Les résulats des Warriors ne sont pas impressionnants et en 1996, le meneur est envoyé en Floride, au Heat une franchise vieille de 7 ans qui n’a jamais fait mieux que 42 victoires sur une saison. Et le highlight de la carrière de Tim Hardaway est sans aucun doute sa saison 1996-1997. A Miami, sous le coaching de Pat Riley, il finit 4ème aux votes du MVP, avec un solide 20-9 et une équipe à 61 victoires.
En playoffs, dans le match 7 face aux Knicks, il marque 38 points dont 18 dans le troisième quart temps et permet à son équipe de se qualifier pour les finales de conférence. Malheureusement pour lui, ces finales sont face aux terribles Bulls de Michael Jordan. Le Heat ne fait pas le poids, et s’incline 4-1.
Les trois saisons suivantes, le Heat n’avance plus en playoffs et se fait sortir les trois fois par les New York Knicks. De son côté, Tim finit sa carrière blessé en passant par plusieurs équipes au tout début des années 2000. Au final, il est élu 5 fois All-Star (1991, 1992, 1993, 1997 et 1998) et finit par rentrer au Hall of Fame 2022.
Le fait que Tim Hardaway soit battu aussi souvent par les Knicks relève d’une légère ironie en sachant que c’est cette franchise qui sélectionne son fils à la 24ème position de la draft 2013. Très rapidement, il grapille du temps de jeu avec sa qualité de shooteur et joue 27 minutes par match dans cette équipe menée par Carmelo Anthony. Convoqué pour le Rising Star, il est l’opposant d’un duel mythique avec Dion Waiters.

→ Entrées de données enregistrées:
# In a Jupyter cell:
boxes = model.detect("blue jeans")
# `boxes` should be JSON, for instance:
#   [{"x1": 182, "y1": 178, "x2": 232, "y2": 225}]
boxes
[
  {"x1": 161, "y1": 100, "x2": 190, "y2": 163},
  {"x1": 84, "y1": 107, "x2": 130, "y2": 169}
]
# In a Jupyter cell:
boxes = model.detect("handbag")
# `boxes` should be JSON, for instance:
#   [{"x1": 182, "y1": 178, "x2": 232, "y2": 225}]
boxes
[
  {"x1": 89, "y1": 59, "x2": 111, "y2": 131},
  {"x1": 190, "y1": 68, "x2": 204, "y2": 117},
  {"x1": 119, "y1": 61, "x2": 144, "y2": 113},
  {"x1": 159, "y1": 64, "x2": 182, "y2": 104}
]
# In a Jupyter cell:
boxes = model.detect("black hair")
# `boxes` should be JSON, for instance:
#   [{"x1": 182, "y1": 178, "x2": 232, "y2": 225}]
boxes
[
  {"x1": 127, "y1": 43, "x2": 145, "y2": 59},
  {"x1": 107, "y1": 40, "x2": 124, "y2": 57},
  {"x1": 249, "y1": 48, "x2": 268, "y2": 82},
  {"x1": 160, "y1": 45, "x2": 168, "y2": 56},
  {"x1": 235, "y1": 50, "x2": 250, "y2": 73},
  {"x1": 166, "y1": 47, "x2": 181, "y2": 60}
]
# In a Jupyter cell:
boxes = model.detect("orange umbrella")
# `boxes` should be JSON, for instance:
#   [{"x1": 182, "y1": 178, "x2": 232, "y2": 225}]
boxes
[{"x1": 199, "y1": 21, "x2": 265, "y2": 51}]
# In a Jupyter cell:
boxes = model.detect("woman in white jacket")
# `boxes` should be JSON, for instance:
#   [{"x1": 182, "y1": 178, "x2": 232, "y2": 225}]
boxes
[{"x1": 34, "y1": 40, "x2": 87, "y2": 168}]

→ ÉNONCÉ DU PROBLÈME: Dans le texte sur la carrière de Tim Hardaway, à quelle position de la draft 2013 les Knicks ont-ils choisi son fils ?

→ RÉSULTAT DE L'EXERCICE: À la 24e position.